What to do: Reproduce the entries below exactly, but only from the line containing "of the shrub" to the line containing "of the waterway", inclusive.

Data for review:
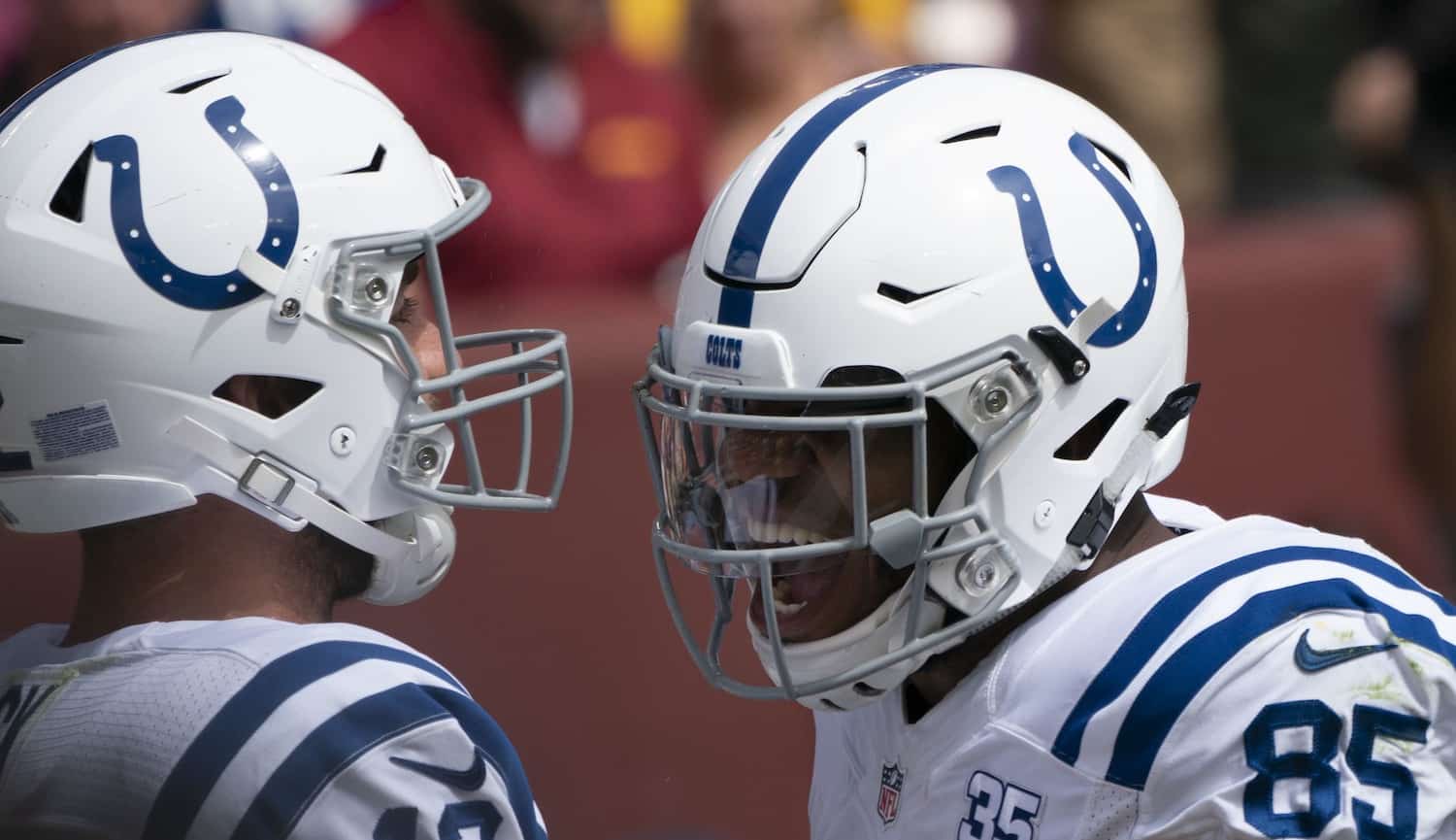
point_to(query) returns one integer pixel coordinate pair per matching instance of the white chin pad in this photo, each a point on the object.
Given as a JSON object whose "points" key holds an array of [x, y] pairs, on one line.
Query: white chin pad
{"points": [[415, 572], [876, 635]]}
---
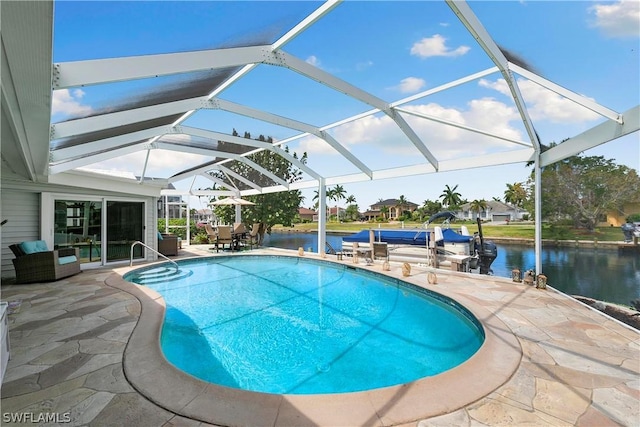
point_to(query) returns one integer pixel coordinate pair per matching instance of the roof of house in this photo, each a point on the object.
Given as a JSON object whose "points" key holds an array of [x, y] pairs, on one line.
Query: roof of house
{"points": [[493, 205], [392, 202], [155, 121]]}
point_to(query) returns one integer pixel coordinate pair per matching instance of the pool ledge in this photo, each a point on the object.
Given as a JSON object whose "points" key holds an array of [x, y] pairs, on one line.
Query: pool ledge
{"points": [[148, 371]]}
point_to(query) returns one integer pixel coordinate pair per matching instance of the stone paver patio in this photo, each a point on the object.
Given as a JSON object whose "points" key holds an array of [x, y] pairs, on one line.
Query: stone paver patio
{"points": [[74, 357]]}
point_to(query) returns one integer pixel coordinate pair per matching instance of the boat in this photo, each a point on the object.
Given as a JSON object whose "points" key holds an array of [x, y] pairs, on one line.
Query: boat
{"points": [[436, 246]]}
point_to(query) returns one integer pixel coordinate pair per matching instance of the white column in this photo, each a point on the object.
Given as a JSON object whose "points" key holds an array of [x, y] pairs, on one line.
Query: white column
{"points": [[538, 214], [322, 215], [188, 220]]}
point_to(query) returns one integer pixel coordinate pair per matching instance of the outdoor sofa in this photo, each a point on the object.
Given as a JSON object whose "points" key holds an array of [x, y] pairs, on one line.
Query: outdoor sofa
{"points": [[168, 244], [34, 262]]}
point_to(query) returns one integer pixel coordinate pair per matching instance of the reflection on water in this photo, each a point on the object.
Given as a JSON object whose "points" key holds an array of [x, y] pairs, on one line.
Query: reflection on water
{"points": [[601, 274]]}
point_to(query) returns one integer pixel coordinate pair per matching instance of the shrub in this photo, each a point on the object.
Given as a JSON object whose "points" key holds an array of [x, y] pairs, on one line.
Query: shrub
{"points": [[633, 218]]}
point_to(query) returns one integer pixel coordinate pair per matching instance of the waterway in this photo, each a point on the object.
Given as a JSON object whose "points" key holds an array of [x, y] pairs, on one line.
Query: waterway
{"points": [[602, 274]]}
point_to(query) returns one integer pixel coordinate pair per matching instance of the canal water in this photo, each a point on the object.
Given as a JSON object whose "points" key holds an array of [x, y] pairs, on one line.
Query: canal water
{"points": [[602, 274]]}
---
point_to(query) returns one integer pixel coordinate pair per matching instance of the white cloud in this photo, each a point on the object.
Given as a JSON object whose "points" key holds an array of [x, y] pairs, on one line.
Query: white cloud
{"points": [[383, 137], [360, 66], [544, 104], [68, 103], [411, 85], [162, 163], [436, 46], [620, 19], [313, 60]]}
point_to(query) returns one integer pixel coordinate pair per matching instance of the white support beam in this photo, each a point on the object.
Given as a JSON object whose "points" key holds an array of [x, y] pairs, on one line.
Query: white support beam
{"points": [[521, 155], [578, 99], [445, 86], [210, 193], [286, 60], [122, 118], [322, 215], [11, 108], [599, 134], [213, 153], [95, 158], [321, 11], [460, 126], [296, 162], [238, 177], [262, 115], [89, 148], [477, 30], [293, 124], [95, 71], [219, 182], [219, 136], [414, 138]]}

Answer to this exercise:
point_to(query) returns one integer pixel coordinate pair per matching instance of the shrub in this photo, each a point on the object.
Given as a JSON object whose "points" key holds an array of [x, y] pairs, on one line.
Query: shrub
{"points": [[633, 218]]}
point_to(query) returns one integer pixel coordinate pair per matching instance of the waterway in this photo, each a point on the object.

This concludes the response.